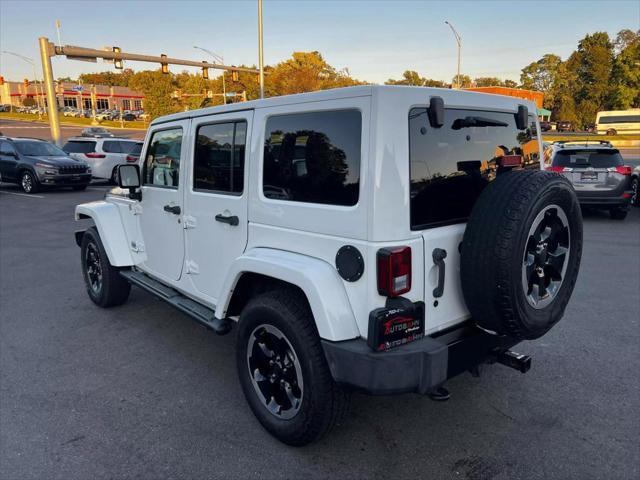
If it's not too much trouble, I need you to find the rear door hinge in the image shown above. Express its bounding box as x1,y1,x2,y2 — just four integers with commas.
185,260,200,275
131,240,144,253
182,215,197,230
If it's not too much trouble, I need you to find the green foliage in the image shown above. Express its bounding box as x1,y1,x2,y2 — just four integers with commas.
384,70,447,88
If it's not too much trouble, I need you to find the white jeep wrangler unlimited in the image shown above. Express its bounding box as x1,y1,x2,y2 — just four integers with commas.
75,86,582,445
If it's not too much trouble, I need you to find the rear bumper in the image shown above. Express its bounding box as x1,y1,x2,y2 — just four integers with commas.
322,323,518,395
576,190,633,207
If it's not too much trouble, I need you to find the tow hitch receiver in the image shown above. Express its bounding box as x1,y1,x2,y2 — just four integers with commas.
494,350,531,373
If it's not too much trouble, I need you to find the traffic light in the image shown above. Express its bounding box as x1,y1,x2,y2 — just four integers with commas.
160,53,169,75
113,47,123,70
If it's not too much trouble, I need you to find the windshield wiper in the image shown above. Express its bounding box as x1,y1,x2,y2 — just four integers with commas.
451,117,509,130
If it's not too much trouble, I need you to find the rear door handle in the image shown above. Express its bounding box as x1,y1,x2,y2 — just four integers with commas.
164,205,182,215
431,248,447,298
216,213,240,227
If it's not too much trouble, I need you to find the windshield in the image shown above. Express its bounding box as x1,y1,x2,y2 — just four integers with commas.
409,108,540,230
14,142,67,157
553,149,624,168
...
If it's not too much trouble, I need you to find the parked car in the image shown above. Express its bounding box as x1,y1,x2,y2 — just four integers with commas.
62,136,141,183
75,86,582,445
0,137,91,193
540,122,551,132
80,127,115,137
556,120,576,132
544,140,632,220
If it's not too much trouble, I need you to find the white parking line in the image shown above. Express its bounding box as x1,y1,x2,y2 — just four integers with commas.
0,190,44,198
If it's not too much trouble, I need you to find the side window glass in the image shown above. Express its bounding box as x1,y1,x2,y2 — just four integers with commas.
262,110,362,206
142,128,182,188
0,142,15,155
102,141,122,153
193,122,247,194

## PROBLEM TO SOLVE
Can you pull out the stretch of the listing from the line containing "the white jeep" through the line containing "494,350,531,373", both of those lines included, and reproduce it verbatim?

## RESULT OF THE TASK
If it's not too much trouble, I need you to find the white jeep wrangler unlimited in the image shown above. Express its bounding box as x1,y1,x2,y2 — just four integers with commas.
75,86,582,445
If it's not too much trouble, I need you to find the rear bumper in the image shown above. Express its bounding box as x1,y1,x2,y2 — just four integers with commas.
322,323,518,395
576,190,633,207
If it's not too much trouble, I need you to find the tow hitch receiver in the image shown above. Express its bounding box as x1,y1,x2,y2 — just four integers with commas.
494,350,531,373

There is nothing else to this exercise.